• EXERCISE REQUIREMENTS: Extract each line of the data below that contains the word "brick".

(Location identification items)
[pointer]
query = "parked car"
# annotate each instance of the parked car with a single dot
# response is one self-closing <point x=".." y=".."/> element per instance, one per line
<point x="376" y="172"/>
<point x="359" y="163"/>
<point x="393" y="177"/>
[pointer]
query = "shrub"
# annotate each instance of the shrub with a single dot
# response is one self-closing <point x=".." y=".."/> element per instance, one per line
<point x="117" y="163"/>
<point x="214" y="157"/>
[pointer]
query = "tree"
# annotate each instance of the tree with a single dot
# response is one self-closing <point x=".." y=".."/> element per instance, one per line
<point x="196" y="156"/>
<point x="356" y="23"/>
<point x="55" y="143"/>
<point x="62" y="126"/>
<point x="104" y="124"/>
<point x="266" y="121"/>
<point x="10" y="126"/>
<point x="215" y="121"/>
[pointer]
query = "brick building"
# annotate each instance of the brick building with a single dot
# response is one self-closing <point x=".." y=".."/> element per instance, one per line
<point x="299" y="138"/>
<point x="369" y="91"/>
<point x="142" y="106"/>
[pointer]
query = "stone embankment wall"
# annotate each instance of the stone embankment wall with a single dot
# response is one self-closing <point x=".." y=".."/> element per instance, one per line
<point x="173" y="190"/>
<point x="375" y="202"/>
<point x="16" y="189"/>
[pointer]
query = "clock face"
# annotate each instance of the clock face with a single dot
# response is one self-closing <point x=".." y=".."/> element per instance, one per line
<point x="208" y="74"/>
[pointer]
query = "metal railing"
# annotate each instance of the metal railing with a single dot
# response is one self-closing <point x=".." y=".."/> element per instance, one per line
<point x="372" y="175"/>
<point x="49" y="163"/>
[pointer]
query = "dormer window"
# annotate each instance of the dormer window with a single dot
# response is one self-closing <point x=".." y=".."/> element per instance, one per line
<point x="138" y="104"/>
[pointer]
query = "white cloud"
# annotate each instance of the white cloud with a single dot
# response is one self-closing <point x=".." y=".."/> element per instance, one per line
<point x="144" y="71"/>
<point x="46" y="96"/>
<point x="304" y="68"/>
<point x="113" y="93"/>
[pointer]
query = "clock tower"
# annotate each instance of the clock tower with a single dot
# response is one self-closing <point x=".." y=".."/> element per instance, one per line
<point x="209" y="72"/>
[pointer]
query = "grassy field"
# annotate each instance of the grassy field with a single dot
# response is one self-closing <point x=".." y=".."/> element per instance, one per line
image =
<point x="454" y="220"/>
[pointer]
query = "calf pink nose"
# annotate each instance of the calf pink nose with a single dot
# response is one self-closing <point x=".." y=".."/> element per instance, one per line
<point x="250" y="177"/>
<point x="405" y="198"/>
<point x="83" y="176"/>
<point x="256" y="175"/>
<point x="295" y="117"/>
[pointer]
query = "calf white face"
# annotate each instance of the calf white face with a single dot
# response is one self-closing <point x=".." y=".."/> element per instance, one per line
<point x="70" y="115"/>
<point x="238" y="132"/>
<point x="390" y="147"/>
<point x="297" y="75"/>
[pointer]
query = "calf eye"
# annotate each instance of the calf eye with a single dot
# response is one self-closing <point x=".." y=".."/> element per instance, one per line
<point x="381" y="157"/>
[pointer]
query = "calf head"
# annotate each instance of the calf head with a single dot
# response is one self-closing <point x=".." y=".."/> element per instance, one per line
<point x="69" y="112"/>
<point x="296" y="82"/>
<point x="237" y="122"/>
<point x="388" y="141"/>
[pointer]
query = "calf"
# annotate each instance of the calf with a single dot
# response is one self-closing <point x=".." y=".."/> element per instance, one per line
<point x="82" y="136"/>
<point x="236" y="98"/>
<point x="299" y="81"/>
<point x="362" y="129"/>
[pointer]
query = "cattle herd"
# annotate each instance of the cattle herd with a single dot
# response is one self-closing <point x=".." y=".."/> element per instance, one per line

• FINAL RESULT:
query = "brick building"
# annotate each instance of the brick building with a single dot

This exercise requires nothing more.